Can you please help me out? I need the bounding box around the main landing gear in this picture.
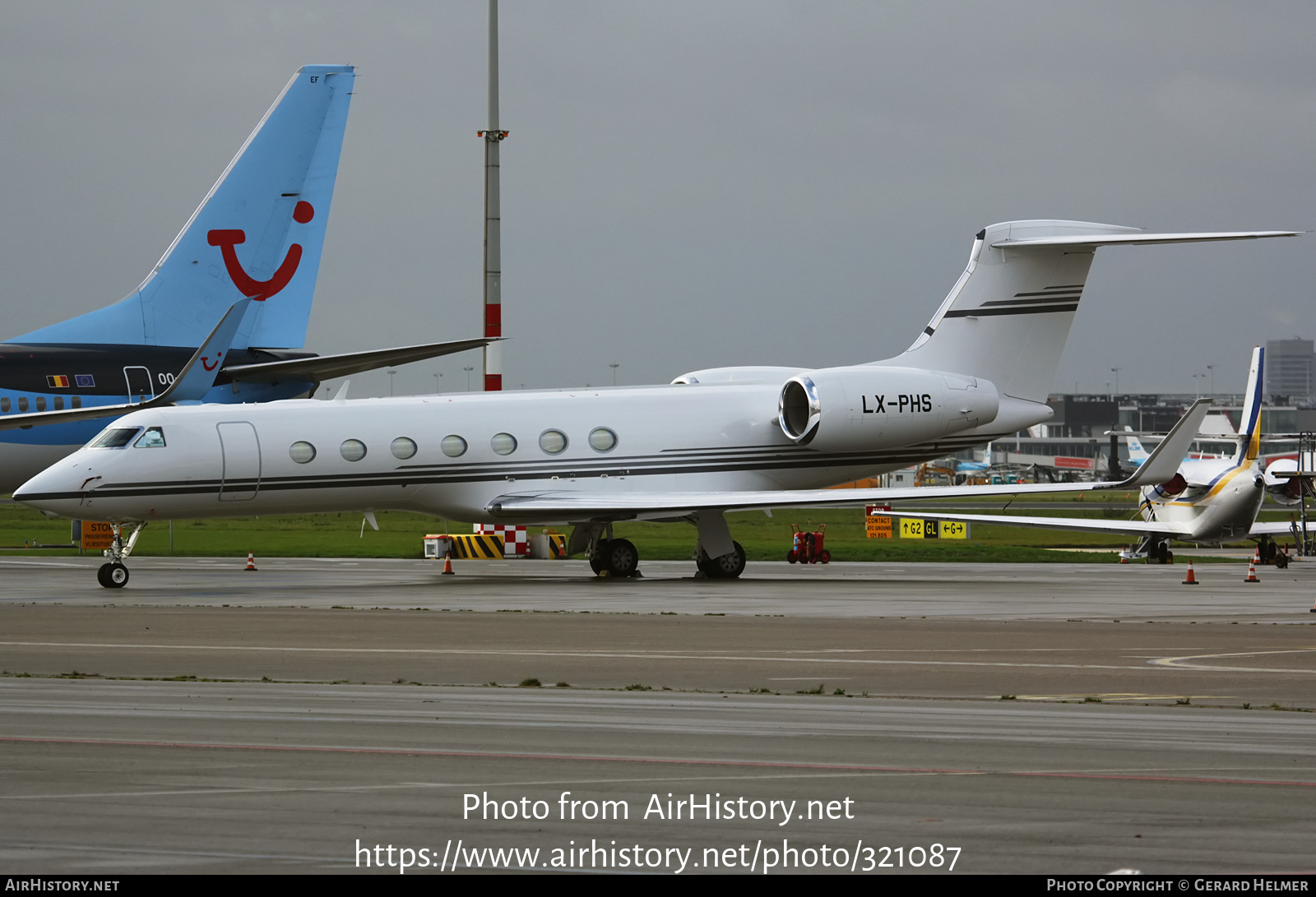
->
[695,542,745,579]
[1133,535,1174,564]
[96,524,146,590]
[590,539,640,576]
[1257,535,1288,570]
[568,511,745,579]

* * * *

- _WHAT IS NEEDED_: Reproduce every line of the material above, including the request, and shift each bounding box coordinate down by 33. Omit the picture from your answer.

- _ANSWER TO THE PROBLEM_:
Can you please help me out? I need the bounding box around the main landing gear in this picture.
->
[662,509,712,546]
[1100,502,1141,531]
[63,491,113,557]
[557,506,607,543]
[1224,502,1255,537]
[535,478,712,546]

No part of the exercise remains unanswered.